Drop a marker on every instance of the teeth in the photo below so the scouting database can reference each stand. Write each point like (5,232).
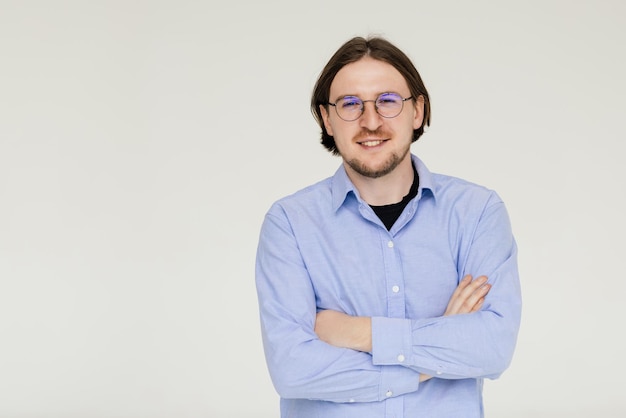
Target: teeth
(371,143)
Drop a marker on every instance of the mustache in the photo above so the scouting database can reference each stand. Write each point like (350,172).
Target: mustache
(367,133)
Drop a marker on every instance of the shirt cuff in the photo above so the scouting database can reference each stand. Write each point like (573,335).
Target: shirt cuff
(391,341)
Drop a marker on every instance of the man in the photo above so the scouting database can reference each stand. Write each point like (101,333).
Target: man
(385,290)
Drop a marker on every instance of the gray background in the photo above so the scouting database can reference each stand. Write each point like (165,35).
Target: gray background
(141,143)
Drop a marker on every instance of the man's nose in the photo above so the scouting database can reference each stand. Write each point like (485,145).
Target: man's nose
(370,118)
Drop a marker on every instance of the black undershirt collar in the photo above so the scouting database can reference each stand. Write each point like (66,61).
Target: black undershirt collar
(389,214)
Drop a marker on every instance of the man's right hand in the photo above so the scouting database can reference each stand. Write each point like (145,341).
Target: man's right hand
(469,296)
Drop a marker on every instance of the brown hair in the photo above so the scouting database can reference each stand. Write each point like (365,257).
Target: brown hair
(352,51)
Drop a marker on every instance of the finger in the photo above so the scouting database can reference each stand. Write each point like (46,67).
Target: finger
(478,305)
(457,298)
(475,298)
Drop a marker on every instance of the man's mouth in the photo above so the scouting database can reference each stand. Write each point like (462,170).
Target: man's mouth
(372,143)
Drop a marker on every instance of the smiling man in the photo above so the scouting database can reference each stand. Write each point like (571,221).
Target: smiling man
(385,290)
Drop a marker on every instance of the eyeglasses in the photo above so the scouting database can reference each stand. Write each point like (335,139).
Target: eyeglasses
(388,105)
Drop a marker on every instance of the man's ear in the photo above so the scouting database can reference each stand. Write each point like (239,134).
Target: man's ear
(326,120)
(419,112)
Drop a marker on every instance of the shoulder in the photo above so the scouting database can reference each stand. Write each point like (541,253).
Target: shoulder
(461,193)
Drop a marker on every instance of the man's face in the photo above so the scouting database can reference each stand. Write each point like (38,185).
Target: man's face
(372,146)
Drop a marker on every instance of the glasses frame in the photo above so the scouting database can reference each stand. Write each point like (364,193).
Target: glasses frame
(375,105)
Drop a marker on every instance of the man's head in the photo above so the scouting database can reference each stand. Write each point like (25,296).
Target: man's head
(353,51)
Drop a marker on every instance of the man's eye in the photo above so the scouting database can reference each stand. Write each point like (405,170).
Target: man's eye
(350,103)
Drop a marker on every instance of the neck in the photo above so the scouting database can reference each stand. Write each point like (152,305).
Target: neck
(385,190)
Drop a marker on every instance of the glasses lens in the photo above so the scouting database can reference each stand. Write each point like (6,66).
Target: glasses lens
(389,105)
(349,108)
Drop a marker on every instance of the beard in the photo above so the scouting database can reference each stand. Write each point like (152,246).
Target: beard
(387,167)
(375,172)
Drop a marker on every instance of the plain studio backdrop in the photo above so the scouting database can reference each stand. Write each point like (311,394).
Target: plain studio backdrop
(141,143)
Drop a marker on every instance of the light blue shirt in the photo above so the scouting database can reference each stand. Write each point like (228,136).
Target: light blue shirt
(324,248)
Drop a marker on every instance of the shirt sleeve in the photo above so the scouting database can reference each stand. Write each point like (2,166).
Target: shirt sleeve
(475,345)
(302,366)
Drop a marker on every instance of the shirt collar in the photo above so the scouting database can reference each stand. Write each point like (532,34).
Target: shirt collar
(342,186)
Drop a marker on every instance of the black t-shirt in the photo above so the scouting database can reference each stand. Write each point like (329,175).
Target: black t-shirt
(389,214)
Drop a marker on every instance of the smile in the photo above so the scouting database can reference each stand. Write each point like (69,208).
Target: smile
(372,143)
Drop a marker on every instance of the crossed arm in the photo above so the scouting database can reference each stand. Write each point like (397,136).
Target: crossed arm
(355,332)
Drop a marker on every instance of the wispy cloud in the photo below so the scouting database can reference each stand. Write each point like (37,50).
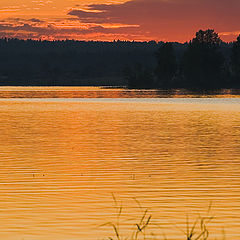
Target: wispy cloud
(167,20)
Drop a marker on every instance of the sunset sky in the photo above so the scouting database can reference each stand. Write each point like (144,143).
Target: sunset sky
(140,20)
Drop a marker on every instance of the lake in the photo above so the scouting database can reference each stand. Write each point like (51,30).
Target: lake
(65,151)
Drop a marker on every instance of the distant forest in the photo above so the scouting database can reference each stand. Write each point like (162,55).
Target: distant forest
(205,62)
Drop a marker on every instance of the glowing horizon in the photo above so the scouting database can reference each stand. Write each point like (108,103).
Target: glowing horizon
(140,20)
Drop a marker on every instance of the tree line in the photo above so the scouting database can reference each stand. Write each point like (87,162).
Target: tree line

○ ○ ○ ○

▸ Exercise objective
Through to the final line, copy the material above exactly and skip the images.

▸ Task result
Drop a marker on every instance of the teeth in the photo below so the scouting database can reference each stand. Write each point like (5,232).
Target: teeth
(371,143)
Drop a marker on every instance of the mustache in the photo above so the scouting database can reference each stand. Write each point like (350,172).
Target: mustache
(367,133)
Drop a marker on every instance of the shirt cuff in the photo above so the scouting database can reference each stand. Write each point like (573,335).
Target: shirt cuff
(391,341)
Drop a marker on every instance of the man in the photo above so the scouting database can reference each stand. Write each point like (101,333).
Target: man
(385,290)
Drop a marker on every instance of the gray background in the photo above so the scouting database can reference each stand. Write each point like (165,35).
Target: gray background
(141,143)
Drop a marker on every instance of the man's nose in the photo above so the scouting database can reference each stand. Write each point like (485,145).
Target: man's nose
(370,118)
Drop a marker on every instance of the black undershirt collar in the photo above so the scouting database can reference each stand. Write each point like (66,61).
Target: black undershirt collar
(389,214)
Drop a marker on every instance of the man's right hand in the photo above so the scouting database can reference each stand. Write each point like (145,341).
Target: man's right hand
(469,296)
Drop a marker on every instance of the brown hair in the photo above so the scouting database can reference each stand. Write each point like (365,257).
Target: brown hair
(352,51)
Drop a marker on every instance of the finger in the photo above so the scouting database can reference each stand. Write each point like (46,67).
Target: finger
(478,305)
(457,298)
(475,298)
Drop a marker on every instance of the man's mouth in the photo above so the scouting database can reference each stand. Write each point like (462,170).
Target: man's mouth
(372,143)
Drop a marker on every instance of the smiling man in the photo above so the scouting database can reference each stand. Write each point like (571,221).
Target: smiling man
(385,290)
Drop a marker on every instance of the eyeglasses in the photo above so the scouting database can reference each stand. Write each point like (335,139).
Target: eyeglasses
(388,105)
Drop a marker on every instance of the man's ear in the photo above so the scouting database can reference each stand. Write each point like (239,134).
Target: man's ear
(326,120)
(419,112)
Drop a marker on every instance of the shoulder in the photo above so the scouting database can reference each stand. Write each point like (541,253).
Target: shoulder
(461,193)
Drop a marker on every instance of the man's face in the photo above so the scouting database can reference each stand. Write each point like (38,185).
Target: man's face
(372,146)
Drop a marker on every instance of the glasses frame in the photo above so the scouting database can reference each stand. Write each point like (364,193).
Target: glasses frame
(375,105)
Drop a marker on every instance of the man's head in the photo above so the scouting database can reference each stand. Write each point like (25,296).
Target: man's head
(353,51)
Drop a marker on every instance of the man's eye in the photo above so the scouting database can reference each stand. Write each point like (405,170).
Target: man's eye
(350,103)
Drop a marker on every instance of the neck in the photo above so the scouting database can reference each stand. Write each point like (152,305).
Target: neck
(385,190)
Drop a marker on every instance of the glasses lens in the photo above so the scouting database can reference each stand. Write each point like (6,66).
Target: glasses lens
(389,105)
(349,108)
Drop a marker on every instance of the beard in the photo above so the scouting database can reference each stand. Write each point like (152,246).
Target: beard
(387,167)
(375,172)
Drop a marker on every instance of the plain studio backdrop in the photo above so the scouting database can reference each stand. Write each point like (311,394).
Target: plain studio backdrop
(141,143)
Drop a marker on every instance of the light blue shirt in the photo above so the scouting database can reference each stand. Write each point like (228,136).
Target: light blue shirt
(324,248)
Drop a marker on every instance of the shirt sleeve in the photo above so the scouting database can reference each stand. Write each point like (2,166).
Target: shirt sleeve
(475,345)
(302,366)
Drop a marker on every instance of the shirt collar in the photo above so the scouting database can reference each stand. Write each point like (532,34).
Target: shirt collar
(342,186)
Drop a marker on every instance of the black t-shirt in the photo above so the scouting database can reference each stand. Write each point like (329,175).
Target: black t-shirt
(389,214)
Drop a marker on every instance of the smile in the photo above so the scouting database can reference each stand. Write each point like (69,208).
Target: smile
(372,143)
Drop a marker on every instance of the crossed arm in the photo above so the scouting database can reference each stand. Write each point like (397,136).
Target: crossed arm
(355,332)
Drop a marker on every instance of the wispy cloud in the photo below so the scouting database can reference each stand. Write each point like (37,50).
Target: wispy cloud
(167,20)
Drop a marker on every instance of the sunset sky in the photo above so the scouting database can reference each stand. Write each point like (144,143).
Target: sunset sky
(140,20)
Drop a marker on every instance of the lake in the photo above so the scouting database can reference each stand. Write each point like (51,30).
Target: lake
(65,151)
Drop a marker on every instance of the distant forest in the photo above so the scouting database can reference each stand. Write each point like (162,55).
Target: distant forest
(205,62)
Drop a marker on every instance of the glowing horizon in the photo above so the scouting database can reference each stand. Write each point like (108,103).
Target: glowing horizon
(140,20)
Drop a marker on every instance of the tree line in the photo above so the scouting database can reference each stand. Write each point like (87,162).
Target: tree line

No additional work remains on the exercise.